• **Stored data entries**
↓

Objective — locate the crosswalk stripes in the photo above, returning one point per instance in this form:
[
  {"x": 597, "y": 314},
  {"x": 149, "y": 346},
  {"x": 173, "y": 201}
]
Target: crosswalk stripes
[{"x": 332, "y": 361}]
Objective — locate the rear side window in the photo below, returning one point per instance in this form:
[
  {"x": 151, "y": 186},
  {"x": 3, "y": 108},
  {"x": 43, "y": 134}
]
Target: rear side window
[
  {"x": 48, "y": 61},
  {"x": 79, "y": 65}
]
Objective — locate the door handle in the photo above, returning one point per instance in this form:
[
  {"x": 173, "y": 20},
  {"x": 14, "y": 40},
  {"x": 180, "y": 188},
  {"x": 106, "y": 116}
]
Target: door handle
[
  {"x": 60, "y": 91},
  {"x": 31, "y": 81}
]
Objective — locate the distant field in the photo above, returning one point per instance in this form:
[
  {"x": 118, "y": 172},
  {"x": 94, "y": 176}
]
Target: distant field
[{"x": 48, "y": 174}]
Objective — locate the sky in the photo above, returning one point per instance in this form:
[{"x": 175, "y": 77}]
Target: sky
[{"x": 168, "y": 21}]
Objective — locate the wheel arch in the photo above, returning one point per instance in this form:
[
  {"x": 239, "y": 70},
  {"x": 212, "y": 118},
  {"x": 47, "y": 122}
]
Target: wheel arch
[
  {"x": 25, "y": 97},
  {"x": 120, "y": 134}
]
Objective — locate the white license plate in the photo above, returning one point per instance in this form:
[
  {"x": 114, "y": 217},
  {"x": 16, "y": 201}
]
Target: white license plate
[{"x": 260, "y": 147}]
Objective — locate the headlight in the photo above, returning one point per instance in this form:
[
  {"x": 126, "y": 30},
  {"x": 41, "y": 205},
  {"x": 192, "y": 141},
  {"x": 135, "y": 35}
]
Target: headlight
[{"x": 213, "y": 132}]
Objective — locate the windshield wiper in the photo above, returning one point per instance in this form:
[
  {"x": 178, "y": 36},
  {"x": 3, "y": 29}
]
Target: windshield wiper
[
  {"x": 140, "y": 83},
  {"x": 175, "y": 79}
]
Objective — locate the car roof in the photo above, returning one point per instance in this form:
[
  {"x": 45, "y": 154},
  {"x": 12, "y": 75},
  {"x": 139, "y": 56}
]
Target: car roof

↑

• **Given task**
Convert every line of the records above into a numbered list, skipping any blank lines.

• **Right answer**
1. Objective — locate the crosswalk stripes in the photo above, returning one point per instance in this form:
2. [
3.   {"x": 597, "y": 314},
4.   {"x": 149, "y": 346},
5.   {"x": 173, "y": 201}
6. ]
7. Target: crosswalk stripes
8. [{"x": 332, "y": 361}]
9. Objective — locate the rear side window in the photo below, returning one point per instance in this form:
10. [
11.   {"x": 151, "y": 186},
12.   {"x": 3, "y": 108},
13.   {"x": 43, "y": 134}
14. ]
15. Target: rear side window
16. [
17.   {"x": 48, "y": 61},
18.   {"x": 79, "y": 65}
19. ]
20. Objective — locate the door handle in the photo above, returning one point per instance in this form:
21. [
22.   {"x": 173, "y": 20},
23.   {"x": 14, "y": 40},
24.   {"x": 180, "y": 188},
25.   {"x": 106, "y": 116}
26. ]
27. Target: door handle
28. [
29.   {"x": 60, "y": 91},
30.   {"x": 31, "y": 81}
31. ]
32. Objective — locate the distant field in the photo above, returning one point per instance in this form:
33. [
34.   {"x": 118, "y": 172},
35.   {"x": 94, "y": 176}
36. ]
37. Target: distant field
38. [{"x": 48, "y": 174}]
39. Objective — locate the sky in the photo above, returning one point per instance in this form:
40. [{"x": 175, "y": 77}]
41. Target: sky
42. [{"x": 168, "y": 21}]
43. Objective — locate the wheel arch in the photo above, returning one point per instance in this form:
44. [
45.   {"x": 239, "y": 70},
46.   {"x": 212, "y": 118},
47.   {"x": 47, "y": 122}
48. ]
49. Target: wheel arch
50. [
51.   {"x": 25, "y": 97},
52.   {"x": 120, "y": 134}
53. ]
54. Objective — locate the white license plate in the photo above, returning one point per instance in this form:
55. [
56.   {"x": 114, "y": 217},
57.   {"x": 16, "y": 201}
58. ]
59. Target: white license plate
60. [{"x": 260, "y": 147}]
61. Objective — locate the headlight in the photo above, returning one point per instance in this form:
62. [
63.   {"x": 126, "y": 30},
64.   {"x": 41, "y": 205},
65.   {"x": 192, "y": 141},
66.   {"x": 135, "y": 35}
67. ]
68. Target: headlight
69. [{"x": 213, "y": 132}]
70. Objective — locate the windshield wiper in the photo above, returning one point per instance in this form:
71. [
72.   {"x": 178, "y": 36},
73.   {"x": 3, "y": 29}
74. ]
75. Target: windshield wiper
76. [
77.   {"x": 140, "y": 83},
78.   {"x": 175, "y": 79}
79. ]
80. Objective — locate the car roof in the photo above, returning one point per instance in this form:
81. [
82.   {"x": 45, "y": 154},
83.   {"x": 12, "y": 75},
84.   {"x": 139, "y": 56}
85. ]
86. Target: car roof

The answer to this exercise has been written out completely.